INSTRUÇÕES -
a. Transcreva fielmente o trecho do artigo que vai de "Nossa capacidade de" até "vir a conhecê-las.", inclusive.
b. De acordo com o artigo, sem quais seres vivos não haveria pão, vinho e queijo?

ARTIGO -
· · ·

Todo cozinheiro aprende a usar a faca e sabe que ela pode ser usada bem ou mal. E também para o bem ou para o mal. Cozinhar é a parte de nossa cultura que mais depende de sistemas viventes. Não apenas pelos ingredientes diretos que aprendemos a domesticar ao longo de 10 mil anos – milho, morango, porco, camarão… – mas também por aqueles indiretos. Invisíveis nas receitas, porém essenciais.

Desde a origem do alimento até sua digestão, passando pelas fases de seu preparo, há milhões de seres vivos, altamente especializados, que nos permitiram transformar o ato de comer: de necessidade de sobrevivência para fator de civilização. Micro-crustáceos e algas que fazem prosperar a vida nos oceanos, fungos que se associam às raízes de cada planta conferindo-lhe características únicas, insetos que viabilizam polinizações irrepetíveis, bactérias e leveduras sem as quais não haveria pão, vinho, queijo, bolos, embutidos, conservas, e ainda seres probióticos que entram de carona em nosso corpo junto com comidas variadas.

Nossa capacidade de manipulação e aproveitamento desses processos é excepcional, considerando que a desenvolvemos apenas nos últimos 10 mil anos. Mas é ainda muito limitada, quando for considerada relativamente ao seu potencial. Seu avanço está ameaçado pelo fato de estarmos começando a perder parcelas dos sistemas vivos antes mesmo de vir a conhecê-las.

· · ·

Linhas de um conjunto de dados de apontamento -
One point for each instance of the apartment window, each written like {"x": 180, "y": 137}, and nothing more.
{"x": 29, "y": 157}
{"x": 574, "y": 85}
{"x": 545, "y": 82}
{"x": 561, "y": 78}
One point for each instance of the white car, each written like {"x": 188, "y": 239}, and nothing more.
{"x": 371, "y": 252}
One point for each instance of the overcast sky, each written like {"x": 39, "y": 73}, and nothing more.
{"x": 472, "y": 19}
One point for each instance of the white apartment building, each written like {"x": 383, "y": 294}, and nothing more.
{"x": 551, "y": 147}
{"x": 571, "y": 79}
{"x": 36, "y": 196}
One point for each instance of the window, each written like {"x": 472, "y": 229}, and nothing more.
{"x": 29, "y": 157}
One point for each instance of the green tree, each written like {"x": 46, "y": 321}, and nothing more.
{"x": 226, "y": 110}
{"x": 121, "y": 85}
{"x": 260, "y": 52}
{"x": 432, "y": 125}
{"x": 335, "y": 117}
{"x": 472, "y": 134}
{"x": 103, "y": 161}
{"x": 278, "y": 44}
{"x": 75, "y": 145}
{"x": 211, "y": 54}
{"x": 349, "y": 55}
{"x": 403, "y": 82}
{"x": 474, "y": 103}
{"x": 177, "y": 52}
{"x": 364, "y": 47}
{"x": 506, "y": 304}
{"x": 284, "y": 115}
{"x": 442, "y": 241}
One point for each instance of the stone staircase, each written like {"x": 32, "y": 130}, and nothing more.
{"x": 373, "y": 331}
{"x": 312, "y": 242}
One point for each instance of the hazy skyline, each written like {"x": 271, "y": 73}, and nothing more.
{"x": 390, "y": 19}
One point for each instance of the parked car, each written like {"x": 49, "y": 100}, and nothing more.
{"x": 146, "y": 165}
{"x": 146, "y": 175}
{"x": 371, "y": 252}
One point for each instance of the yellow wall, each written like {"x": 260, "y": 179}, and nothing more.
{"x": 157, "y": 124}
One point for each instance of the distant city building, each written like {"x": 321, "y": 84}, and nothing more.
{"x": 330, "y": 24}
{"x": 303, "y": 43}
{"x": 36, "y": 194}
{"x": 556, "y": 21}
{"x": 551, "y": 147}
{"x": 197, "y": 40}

· · ·

RESPOSTAS POR TAREFA -
a.
Nossa capacidade de manipulação e aproveitamento desses processos é excepcional, considerando que a desenvolvemos apenas nos últimos 10 mil anos. Mas é ainda muito limitada, quando for considerada relativamente ao seu potencial. Seu avanço está ameaçado pelo fato de estarmos começando a perder parcelas dos sistemas vivos antes mesmo de vir a conhecê-las.

b. Sem bactérias e leveduras.